• [What is required] Update the records from the first line through the line that contains "[171,288,506,427]" by putting "Mark" in place of "Annotate". Write those lines out again with everything else left as it is.
### Data shown ###
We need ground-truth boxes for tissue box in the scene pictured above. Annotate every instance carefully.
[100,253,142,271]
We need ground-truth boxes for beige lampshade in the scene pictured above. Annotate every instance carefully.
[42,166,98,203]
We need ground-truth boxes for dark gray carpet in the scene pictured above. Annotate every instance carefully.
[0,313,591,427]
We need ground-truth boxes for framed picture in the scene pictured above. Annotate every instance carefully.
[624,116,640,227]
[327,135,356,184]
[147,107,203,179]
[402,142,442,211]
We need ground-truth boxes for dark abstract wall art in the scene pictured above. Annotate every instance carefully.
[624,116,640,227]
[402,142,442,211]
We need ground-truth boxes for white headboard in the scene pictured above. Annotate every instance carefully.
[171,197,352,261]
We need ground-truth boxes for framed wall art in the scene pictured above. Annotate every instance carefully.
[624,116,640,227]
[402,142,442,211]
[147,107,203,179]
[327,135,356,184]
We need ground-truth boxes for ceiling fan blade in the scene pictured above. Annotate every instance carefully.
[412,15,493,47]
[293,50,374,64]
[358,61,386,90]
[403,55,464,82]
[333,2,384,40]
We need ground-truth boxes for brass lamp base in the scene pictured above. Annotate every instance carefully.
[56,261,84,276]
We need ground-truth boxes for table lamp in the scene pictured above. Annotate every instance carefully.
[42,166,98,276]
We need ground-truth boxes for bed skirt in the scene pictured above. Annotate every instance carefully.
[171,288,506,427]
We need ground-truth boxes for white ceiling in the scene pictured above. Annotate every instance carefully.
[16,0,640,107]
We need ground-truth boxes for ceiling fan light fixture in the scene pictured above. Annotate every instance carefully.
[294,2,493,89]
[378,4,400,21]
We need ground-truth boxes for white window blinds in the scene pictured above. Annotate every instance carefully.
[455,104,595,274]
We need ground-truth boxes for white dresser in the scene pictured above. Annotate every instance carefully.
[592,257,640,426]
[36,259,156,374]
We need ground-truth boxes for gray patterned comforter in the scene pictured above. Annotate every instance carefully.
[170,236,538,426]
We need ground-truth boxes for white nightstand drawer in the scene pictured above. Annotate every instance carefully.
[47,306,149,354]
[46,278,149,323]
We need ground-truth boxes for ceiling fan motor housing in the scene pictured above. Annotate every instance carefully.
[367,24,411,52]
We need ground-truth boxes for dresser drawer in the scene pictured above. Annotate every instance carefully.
###
• [Task output]
We need ground-truth boxes for tissue box in the scene pictured above. Mark every instance carefully.
[100,253,142,271]
We need ground-truth boxes for beige lampshade in the scene pictured above. Mark every instance carefully.
[42,166,98,203]
We need ground-truth boxes for dark gray carpet in the scene pictured above. Mark every instance carefully.
[0,313,591,427]
We need ground-truth boxes for framed picture in the scene pictured above. Mark every instance carefully.
[624,116,640,227]
[327,135,356,184]
[147,107,203,179]
[402,142,442,211]
We need ground-truth boxes for dark abstract wall art in the scene pictured above. Mark every instance carefully.
[624,116,640,227]
[402,142,442,211]
We need ground-truth boxes for white headboard in the scene pictured above. Mark every instance carefully.
[171,197,352,261]
We need ground-truth boxes for framed wall art in the scene pictured above. Mark every instance carefully.
[624,116,640,227]
[402,142,442,211]
[147,107,203,179]
[327,135,356,184]
We need ground-truth boxes for ceiling fan blade in the scene pictured above. Mark every instance carefully.
[412,15,493,47]
[293,50,374,64]
[358,61,386,90]
[403,55,464,82]
[333,2,384,40]
We need ground-truth boxes for brass lamp base in the scene pictured above. Mark every instance carefully.
[56,261,84,276]
We need ground-truth boxes for table lamp in the scene pictured above. Mark every instance carefully.
[42,166,98,276]
We need ground-truth boxes for bed skirt in the scene pictured above. Mark every instance carefully.
[171,288,506,427]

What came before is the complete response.